Solved on the way to the pub meeting with Brian Greer and various setters and solvers – the first of a batch of puzzles on the train journey. Very little scribble on the copy so anything I say after this is added after I write the explanations below.

It’s the usual – a couple of those all-in-ones he just can’t stop producing, and a good mixture of answers, elegantly clued. No epic hidden word so I’ll expect one at least 13 letters long next week.

Across
1 Break arranged before close of day in food shop (6)
BAKERY – BREAK = anag. of baker,Y from daY.
4 People of republic throwing foolish ruler back in river (8)
ISRAELIS – LEAR = foolish ruler, reversed in ISIS = river (the Thames around Oxford). It seems from Wikiquote that Lear calls himself “foolish” at least twice.
10 Some of Incan descent can be found here (5)
ANDES – hidden word and all-in-one
11 Defeat husband in public argument (9)
OVERTHROW = defeat – H = husband, in (OVERT = public, ROW = argument)
12 Celebrity set backing new business (5-2)
START-UP = new business – STAR=celebrity, TUP = reversal of put = set
13 Did bear false witness, then confess rest (3-4)

* [PROMPT A]:
Adjust every keypoint coordinate in the records by -14, beginning at the line that has "Category: distant hill" and stopping after the final line of the records. Write all of those lines out again, including the category lines and guideline reminders, and leave out the pictures.
The records that follow have no connection to the crossword blog.

* [SUPPLIED INFORMATION]:

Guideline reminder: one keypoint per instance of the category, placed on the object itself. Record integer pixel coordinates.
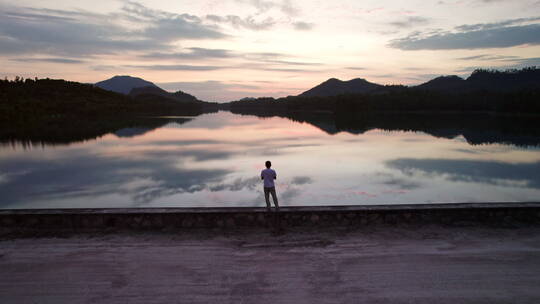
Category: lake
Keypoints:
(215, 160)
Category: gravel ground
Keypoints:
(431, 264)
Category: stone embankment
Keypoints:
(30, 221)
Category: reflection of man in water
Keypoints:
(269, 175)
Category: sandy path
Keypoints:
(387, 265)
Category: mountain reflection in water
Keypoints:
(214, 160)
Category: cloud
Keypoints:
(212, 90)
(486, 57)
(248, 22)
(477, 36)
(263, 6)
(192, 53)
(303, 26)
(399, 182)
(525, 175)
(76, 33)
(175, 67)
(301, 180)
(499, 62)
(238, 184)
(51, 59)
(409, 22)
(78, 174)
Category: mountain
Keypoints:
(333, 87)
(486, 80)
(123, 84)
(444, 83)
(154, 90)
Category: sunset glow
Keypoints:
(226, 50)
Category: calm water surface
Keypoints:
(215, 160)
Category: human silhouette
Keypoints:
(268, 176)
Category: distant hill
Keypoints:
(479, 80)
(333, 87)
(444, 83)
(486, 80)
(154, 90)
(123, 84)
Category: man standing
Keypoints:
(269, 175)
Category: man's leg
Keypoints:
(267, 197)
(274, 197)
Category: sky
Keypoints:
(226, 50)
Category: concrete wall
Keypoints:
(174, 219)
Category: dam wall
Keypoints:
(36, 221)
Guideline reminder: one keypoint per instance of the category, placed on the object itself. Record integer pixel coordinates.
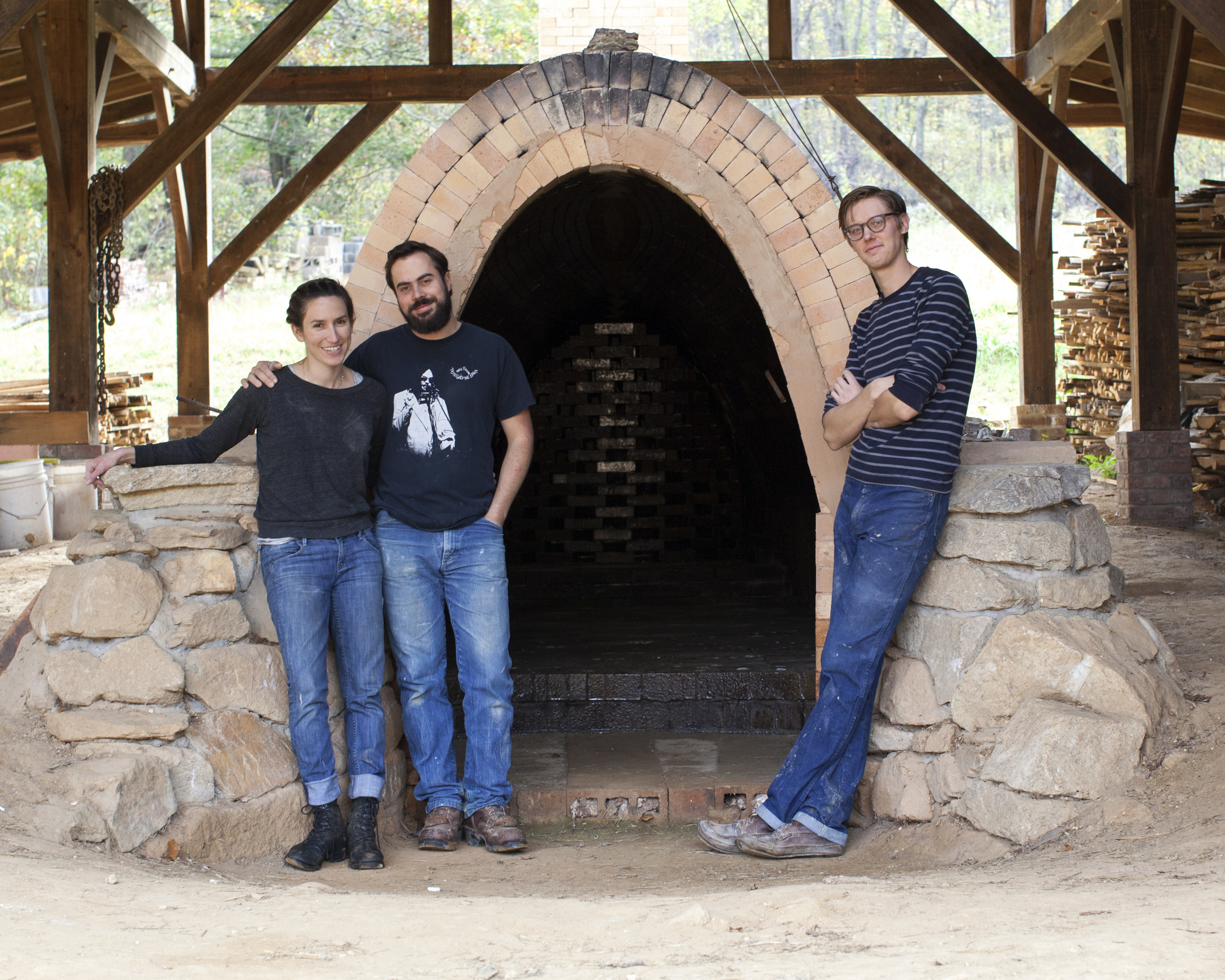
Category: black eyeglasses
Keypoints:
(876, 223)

* [PROMPT B]:
Carry on the crossword blog from its final line.

* [FINAL ANSWER A]:
Category: distant hill
Keypoints:
(465, 66)
(319, 73)
(430, 69)
(472, 66)
(140, 76)
(109, 70)
Category: man standing
Keypoints:
(255, 161)
Category: man's leg
Keypoints:
(253, 183)
(260, 183)
Category: sky
Keypoints:
(212, 36)
Category: concrete wall
Keypoints:
(160, 205)
Category: dam wall
Keypoints:
(22, 207)
Guideline reminder: one keypoint per instance of the category, placed on the object itself. Record integer pixel coordinates.
Category: black eyeglasses
Keypoints:
(862, 209)

* [FINAL ANSWER B]:
LIE-DOWN = rest – LIED = did bear false witness, OWN = confess – the second of two clues where we make the wordplay structure by moving the word-break a distance of one letter
14 On-the-job training in oddly nice pit, perhaps (14)
APPRENTICESHIP = on-the-job training – anag. of “nice pit, perhaps”
17 Final practice for players hoping for success in long run (5,9)
DRESS REHEARSAL – cryptic def punning on players=actors and a “long run” like that of the Mousetrap rather than Paula Radcliffe
21 It’ll make one quite inebriated, having knocked back a litre (7)
TEQUILA – anag. of quite, indicated by “inebriated”, then LA = reverse of (A,L=litre) for a boozy all-in-one – it’s a cryptic crossword convention that words with their letters in the wrong order can be described as “drunk” or similar
23 Join two supporters, according to the rules (7)
LEGALLY = according to the rules – LEG and ALLY are the two supporters
24 After a game, Americans who fight with English say sorry (9)
APOLOGISE = say sorry – A, POLO = game, GI’S = Americans who fight, E = English
25 Italian city getting another name when burnt (5)
SIENA – home of the Palio and also part of burnt sienna in which the N=name is doubled
26 Outfit needed ahead of time for equestrian event (8)
DRESSAGE = equestrian event – DRESS=outfit (noun or verb), AGE = time
27 Move king to safety in stronghold (6)
CASTLE – 2 defs, one from chess
Down
1 Money that is cut at first – could be general (5,3)
BRASS HAT = “could be general” – BRASS = money, (t)HAT
2 Leatherhead criminal (9)
KIDNAPPER = criminal – KID = leather, NAPPER = head
3 Prize finally for old person like me? Not quite (7)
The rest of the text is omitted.